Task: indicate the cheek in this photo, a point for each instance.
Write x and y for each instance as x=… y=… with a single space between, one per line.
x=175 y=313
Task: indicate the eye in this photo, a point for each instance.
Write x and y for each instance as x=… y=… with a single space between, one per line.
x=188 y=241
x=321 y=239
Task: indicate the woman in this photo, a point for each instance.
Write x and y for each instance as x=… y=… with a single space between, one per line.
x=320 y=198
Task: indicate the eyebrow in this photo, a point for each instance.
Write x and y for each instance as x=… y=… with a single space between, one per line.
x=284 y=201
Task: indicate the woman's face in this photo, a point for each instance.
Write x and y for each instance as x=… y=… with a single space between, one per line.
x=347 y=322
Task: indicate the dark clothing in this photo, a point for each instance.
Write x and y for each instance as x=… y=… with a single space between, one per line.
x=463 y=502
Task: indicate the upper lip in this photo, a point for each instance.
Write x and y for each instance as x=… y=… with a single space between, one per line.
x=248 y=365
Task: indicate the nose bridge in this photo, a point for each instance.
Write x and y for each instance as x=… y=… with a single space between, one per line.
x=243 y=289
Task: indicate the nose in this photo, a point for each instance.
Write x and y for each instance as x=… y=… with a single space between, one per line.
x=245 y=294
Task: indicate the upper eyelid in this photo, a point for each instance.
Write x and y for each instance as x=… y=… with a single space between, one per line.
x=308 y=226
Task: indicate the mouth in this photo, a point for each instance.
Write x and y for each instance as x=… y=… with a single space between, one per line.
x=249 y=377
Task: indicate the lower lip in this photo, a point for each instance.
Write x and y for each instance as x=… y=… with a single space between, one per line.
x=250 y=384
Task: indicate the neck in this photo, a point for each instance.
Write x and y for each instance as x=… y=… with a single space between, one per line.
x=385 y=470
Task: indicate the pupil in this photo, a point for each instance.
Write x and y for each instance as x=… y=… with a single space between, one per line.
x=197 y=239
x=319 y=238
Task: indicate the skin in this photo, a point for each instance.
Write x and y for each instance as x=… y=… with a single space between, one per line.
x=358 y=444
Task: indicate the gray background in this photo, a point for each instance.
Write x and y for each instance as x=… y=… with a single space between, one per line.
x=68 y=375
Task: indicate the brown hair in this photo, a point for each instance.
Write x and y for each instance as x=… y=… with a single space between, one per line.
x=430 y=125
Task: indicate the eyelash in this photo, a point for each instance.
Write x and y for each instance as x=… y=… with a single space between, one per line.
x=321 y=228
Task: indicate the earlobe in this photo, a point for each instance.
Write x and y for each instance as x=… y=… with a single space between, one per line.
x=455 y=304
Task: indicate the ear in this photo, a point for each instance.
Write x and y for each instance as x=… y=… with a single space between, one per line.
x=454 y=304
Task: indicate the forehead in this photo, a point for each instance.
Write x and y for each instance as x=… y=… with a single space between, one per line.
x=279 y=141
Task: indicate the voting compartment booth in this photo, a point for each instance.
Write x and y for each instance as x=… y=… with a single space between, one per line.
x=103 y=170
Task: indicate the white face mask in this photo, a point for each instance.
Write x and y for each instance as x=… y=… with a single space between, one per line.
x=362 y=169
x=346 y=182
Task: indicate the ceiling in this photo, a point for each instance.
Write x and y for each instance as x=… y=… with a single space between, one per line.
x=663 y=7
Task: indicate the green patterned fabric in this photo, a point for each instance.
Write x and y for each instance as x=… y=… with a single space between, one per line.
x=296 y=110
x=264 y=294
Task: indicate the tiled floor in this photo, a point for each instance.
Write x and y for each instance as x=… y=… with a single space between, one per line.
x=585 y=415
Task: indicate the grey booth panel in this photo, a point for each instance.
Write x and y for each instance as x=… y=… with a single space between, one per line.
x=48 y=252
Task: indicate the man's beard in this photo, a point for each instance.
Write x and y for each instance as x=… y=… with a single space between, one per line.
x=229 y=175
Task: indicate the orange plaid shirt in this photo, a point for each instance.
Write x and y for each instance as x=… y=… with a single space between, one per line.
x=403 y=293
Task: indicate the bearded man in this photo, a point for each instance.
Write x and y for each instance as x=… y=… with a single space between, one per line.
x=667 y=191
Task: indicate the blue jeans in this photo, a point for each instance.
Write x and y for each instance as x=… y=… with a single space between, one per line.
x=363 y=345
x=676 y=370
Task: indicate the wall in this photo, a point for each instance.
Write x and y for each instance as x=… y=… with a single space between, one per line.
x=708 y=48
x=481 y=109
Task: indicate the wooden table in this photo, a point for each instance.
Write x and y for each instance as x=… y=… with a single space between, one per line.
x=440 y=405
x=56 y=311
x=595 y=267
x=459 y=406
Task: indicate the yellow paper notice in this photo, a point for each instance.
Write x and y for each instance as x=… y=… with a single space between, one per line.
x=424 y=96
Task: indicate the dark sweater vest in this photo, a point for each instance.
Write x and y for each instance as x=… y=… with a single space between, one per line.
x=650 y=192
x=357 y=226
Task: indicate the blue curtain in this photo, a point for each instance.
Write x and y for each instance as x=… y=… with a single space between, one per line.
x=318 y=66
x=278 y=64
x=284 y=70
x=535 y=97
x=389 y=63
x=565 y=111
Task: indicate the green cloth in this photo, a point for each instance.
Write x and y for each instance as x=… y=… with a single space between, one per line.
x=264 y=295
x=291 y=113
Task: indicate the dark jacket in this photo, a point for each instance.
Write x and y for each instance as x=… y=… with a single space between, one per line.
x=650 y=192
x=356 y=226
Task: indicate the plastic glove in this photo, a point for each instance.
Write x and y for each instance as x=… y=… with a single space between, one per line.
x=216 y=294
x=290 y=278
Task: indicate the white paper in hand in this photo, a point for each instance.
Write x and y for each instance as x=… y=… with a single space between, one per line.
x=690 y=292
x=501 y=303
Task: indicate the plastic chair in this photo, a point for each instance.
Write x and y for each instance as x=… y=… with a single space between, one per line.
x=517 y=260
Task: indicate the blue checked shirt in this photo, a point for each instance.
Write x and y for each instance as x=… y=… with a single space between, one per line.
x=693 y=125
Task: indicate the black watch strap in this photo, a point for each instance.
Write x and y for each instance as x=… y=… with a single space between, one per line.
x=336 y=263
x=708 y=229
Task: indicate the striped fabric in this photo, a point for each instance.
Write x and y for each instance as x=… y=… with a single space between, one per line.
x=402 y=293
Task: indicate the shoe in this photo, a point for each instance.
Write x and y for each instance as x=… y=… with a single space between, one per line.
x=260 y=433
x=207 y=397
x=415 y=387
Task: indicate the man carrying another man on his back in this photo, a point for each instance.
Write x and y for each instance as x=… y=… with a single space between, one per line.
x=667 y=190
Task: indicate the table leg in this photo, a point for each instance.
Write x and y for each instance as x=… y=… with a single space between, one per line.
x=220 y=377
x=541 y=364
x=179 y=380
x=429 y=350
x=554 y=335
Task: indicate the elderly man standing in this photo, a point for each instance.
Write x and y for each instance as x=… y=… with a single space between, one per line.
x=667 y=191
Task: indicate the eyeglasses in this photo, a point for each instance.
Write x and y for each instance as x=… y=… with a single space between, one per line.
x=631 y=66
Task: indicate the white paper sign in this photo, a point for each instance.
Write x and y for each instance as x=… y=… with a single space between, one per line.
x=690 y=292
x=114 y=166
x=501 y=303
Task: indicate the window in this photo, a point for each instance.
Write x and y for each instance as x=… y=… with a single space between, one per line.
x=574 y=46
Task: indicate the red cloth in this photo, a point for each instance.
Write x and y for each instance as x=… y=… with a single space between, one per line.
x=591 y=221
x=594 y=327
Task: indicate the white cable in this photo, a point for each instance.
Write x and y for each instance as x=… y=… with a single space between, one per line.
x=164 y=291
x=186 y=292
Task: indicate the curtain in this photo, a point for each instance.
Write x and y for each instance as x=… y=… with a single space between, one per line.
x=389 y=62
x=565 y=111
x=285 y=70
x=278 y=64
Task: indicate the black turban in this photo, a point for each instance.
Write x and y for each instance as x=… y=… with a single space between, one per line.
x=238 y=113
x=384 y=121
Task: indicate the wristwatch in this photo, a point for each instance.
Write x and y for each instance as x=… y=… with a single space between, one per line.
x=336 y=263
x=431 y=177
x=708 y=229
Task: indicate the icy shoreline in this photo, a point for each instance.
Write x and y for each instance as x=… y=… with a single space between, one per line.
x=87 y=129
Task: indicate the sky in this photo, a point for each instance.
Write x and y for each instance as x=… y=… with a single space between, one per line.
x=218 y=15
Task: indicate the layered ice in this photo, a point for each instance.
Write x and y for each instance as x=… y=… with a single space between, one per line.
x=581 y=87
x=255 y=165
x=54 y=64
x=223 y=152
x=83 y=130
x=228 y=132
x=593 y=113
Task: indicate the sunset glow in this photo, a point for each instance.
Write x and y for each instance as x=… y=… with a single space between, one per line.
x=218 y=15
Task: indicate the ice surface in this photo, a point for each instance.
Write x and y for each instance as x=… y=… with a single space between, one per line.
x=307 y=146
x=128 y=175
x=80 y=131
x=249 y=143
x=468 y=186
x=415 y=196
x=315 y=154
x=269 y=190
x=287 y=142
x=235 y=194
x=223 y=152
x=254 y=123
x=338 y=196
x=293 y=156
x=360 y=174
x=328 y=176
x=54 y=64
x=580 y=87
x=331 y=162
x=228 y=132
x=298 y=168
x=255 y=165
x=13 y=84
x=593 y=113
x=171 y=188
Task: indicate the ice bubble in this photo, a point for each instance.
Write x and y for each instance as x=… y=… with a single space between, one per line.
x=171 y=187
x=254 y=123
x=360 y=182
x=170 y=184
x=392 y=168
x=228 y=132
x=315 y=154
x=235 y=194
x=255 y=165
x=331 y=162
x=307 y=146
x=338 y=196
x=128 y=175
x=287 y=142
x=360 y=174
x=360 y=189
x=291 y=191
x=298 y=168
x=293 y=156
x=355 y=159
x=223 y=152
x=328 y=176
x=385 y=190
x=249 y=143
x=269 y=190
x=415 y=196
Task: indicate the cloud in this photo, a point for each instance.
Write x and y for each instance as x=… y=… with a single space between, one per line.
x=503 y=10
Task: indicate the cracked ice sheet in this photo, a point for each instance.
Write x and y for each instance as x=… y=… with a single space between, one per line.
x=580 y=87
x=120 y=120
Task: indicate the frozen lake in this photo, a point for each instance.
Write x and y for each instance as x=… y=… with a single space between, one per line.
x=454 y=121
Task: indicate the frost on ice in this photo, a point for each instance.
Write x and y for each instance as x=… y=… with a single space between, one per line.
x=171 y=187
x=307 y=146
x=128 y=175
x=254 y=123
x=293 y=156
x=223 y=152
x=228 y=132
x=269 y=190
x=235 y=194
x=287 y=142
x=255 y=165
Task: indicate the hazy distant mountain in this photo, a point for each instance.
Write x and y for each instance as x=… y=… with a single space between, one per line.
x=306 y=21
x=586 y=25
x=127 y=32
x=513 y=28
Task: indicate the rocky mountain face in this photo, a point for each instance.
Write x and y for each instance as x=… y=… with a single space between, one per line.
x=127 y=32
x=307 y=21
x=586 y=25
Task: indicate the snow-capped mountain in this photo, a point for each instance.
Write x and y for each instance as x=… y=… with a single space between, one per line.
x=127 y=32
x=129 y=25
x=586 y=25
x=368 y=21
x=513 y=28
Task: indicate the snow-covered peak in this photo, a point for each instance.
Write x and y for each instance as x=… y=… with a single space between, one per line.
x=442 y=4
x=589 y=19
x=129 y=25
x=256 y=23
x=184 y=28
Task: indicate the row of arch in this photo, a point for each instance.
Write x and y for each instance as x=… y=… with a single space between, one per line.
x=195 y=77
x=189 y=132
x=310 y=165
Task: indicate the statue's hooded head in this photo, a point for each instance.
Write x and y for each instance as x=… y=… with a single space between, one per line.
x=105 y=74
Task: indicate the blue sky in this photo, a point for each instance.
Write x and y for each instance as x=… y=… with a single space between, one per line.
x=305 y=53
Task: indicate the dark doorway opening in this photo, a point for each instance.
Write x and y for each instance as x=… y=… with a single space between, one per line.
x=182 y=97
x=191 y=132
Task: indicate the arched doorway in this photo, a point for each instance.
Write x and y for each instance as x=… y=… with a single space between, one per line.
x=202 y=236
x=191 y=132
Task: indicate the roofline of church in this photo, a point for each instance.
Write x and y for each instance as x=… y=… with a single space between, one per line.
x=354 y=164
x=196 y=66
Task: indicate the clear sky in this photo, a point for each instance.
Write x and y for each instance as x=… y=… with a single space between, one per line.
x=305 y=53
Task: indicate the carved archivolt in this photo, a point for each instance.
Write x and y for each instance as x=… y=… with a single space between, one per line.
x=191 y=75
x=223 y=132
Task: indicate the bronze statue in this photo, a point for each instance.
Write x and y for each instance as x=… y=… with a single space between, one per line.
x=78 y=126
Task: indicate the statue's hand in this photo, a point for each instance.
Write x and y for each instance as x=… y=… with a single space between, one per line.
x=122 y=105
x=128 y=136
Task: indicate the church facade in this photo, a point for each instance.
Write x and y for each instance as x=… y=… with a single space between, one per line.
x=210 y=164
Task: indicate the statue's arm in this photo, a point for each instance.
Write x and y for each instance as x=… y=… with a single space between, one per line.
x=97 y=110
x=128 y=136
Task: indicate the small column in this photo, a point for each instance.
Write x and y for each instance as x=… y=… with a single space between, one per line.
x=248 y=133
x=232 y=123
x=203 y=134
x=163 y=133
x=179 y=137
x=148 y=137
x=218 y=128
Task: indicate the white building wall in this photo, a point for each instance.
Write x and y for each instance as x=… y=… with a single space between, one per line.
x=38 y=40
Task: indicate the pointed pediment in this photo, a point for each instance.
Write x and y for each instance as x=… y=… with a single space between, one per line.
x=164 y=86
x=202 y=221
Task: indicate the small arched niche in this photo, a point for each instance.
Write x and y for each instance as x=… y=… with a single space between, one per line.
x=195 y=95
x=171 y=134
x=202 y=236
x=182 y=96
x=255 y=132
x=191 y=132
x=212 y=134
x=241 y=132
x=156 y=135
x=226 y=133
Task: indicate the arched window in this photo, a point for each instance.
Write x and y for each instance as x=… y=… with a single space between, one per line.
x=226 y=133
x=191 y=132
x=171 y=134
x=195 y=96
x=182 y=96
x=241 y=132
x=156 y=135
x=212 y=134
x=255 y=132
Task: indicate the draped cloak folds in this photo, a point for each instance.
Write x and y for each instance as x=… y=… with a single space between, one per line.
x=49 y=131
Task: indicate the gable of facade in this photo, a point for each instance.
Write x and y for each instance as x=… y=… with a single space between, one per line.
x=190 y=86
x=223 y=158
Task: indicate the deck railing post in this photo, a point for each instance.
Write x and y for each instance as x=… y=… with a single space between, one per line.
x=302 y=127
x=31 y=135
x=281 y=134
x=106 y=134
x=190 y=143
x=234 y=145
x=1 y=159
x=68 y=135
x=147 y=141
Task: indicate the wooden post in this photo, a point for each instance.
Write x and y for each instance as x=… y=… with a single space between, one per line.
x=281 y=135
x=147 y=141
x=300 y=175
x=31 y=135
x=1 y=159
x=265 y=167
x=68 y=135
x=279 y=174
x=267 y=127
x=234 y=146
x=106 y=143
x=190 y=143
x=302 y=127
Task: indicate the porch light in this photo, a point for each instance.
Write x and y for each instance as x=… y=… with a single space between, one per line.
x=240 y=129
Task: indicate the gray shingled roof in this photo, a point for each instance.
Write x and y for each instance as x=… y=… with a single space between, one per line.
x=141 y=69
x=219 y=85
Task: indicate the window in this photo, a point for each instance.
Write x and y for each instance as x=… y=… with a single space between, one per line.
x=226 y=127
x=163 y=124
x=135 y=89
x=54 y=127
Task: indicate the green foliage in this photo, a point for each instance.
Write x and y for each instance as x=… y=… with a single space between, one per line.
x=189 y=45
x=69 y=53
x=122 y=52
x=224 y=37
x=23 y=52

----

Show all lines in the entries above where the string "blue" appears.

Task: indicate the blue jeans in this photo, a point for each instance.
Task: indicate the blue curtain in this photo, a point for each instance.
Task: indicate the blue checked shirt in this photo, a point for each instance.
Task: indicate the blue sky in this photo, a point for each instance.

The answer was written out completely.